**Источник**
.....

Пространство «тени» длительное время оставалось альтернативой световому пространству. Претендуя на равноправность, такая идея утверждала только древний дуализм и двоевластие. «Тьма» и «свет» одинаково почитались в древности (стоики довели эту мысль до совершенства) как «тела» особого рода. «Вода» же есть смесь «тьмы» и «света» и вместе с этим то, что отделяет чистую «тьму» от чистого «света», она же есть стихия, из которой образуются прочие тела…
Поэтому «материнское право» могло быть только «естественным» и только «телесным». Кризис традиционного, основанного на солнечно-апполоническом культе, вновь пробудит к жизни древний субстрат «матриархальный» и натуралистический по своей сути, за счет падения престижа, ранее принадлежавшего отцовскому символу. Материя освободится от формы и получит верховную власть. Принципы античного политического идеала утратят свой патриархально-духовный характер и станут связываться с натуралистической субстанцией, с иррациональностью коллективных чувств, приводимых в движение мифами
. Курт Хюбнер находит уже в мифе Гесиода некоторые «просветительские» элементы, которые будут затем развиты в архетипах «темного» и «ночного». Нуминозные существа сливаются в мифе в некое субстанциональное единство, во всем темном и ночном присутствует Хаос, безобразная «темнота материнского лона стоит в полярной противоположности образу ребенка, выходящего на Свет»

.....

**Задание**
Перечислите все характеристики, которые источник дает «воде».

.....

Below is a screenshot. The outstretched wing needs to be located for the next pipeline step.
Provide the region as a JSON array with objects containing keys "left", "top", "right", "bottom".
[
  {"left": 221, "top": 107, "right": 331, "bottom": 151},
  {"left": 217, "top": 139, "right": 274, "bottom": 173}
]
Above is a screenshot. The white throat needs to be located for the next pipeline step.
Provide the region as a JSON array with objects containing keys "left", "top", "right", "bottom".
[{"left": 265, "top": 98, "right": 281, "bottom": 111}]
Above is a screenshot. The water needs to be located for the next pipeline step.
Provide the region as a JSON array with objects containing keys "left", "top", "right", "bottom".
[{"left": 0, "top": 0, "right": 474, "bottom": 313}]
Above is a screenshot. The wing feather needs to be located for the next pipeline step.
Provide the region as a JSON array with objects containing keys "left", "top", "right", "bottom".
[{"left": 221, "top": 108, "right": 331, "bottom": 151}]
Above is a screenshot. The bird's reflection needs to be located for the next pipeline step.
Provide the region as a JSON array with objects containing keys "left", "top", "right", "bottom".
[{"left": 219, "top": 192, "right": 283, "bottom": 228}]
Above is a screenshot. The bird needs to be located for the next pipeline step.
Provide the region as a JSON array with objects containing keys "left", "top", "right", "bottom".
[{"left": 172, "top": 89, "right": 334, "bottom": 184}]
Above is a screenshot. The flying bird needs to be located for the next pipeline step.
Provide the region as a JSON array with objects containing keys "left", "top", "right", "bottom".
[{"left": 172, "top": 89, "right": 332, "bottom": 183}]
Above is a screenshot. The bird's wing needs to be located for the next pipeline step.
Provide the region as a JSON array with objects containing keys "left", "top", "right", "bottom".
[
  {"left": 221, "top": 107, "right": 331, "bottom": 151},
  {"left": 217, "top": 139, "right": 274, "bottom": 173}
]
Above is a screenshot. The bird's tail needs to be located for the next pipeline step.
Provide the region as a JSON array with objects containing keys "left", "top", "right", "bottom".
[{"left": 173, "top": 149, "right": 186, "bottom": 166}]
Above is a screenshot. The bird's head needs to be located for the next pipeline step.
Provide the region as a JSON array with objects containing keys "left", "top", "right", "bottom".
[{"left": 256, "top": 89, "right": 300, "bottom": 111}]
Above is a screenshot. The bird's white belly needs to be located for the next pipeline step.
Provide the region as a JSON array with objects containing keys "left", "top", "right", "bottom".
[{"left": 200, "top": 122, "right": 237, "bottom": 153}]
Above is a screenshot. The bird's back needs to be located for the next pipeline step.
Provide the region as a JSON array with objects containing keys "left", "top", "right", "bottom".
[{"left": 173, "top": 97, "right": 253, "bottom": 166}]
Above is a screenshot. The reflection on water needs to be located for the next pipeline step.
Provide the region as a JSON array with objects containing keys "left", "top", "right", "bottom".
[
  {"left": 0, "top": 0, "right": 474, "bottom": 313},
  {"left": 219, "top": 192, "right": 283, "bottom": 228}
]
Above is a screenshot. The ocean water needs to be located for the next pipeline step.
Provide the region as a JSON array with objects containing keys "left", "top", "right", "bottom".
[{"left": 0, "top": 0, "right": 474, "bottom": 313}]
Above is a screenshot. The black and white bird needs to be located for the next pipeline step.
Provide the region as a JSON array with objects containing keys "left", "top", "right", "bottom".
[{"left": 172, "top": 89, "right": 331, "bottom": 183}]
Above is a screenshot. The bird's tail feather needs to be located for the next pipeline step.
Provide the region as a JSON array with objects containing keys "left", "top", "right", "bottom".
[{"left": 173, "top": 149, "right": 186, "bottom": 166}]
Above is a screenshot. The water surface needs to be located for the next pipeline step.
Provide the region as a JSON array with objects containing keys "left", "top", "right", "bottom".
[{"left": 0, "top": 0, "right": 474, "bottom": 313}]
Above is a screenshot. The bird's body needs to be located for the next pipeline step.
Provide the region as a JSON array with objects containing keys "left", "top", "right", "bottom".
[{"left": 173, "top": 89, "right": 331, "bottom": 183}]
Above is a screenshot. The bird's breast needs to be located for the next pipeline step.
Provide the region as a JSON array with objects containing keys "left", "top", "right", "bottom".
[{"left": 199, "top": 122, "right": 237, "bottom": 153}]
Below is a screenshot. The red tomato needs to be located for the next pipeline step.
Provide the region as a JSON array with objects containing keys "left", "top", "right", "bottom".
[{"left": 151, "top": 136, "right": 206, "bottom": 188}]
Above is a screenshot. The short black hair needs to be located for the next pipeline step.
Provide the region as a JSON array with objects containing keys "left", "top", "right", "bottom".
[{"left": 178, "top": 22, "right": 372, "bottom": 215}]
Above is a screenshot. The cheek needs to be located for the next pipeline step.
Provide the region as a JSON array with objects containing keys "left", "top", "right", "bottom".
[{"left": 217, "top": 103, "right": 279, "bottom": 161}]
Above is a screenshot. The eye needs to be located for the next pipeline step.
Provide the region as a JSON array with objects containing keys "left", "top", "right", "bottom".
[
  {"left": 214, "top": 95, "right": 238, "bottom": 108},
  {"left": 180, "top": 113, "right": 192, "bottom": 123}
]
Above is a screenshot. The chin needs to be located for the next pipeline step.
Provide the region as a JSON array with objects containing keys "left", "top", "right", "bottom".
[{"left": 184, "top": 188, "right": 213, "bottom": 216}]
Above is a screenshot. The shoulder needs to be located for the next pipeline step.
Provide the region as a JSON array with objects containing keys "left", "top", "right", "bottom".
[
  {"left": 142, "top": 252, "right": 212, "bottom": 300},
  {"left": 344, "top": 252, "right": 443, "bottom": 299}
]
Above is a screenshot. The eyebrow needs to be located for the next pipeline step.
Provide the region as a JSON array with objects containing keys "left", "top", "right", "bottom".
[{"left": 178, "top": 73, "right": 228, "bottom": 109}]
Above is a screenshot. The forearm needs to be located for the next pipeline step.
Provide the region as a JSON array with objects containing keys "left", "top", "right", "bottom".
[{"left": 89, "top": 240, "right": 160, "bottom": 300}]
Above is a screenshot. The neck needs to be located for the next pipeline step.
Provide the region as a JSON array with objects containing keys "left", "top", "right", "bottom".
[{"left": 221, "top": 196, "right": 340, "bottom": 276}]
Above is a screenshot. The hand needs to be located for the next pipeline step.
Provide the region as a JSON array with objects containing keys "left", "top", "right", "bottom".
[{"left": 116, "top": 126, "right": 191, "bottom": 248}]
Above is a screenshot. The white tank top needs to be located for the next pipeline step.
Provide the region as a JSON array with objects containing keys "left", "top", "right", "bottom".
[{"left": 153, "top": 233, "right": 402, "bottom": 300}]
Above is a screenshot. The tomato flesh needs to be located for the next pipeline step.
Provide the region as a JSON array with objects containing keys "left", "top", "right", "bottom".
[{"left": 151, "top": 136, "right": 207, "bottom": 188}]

.....

**Ответ**
- смесь «тьмы» и «света»;
- то, что отделяет чистую «тьму» от чистого «света»;
- стихия, из которой образуются прочие тела.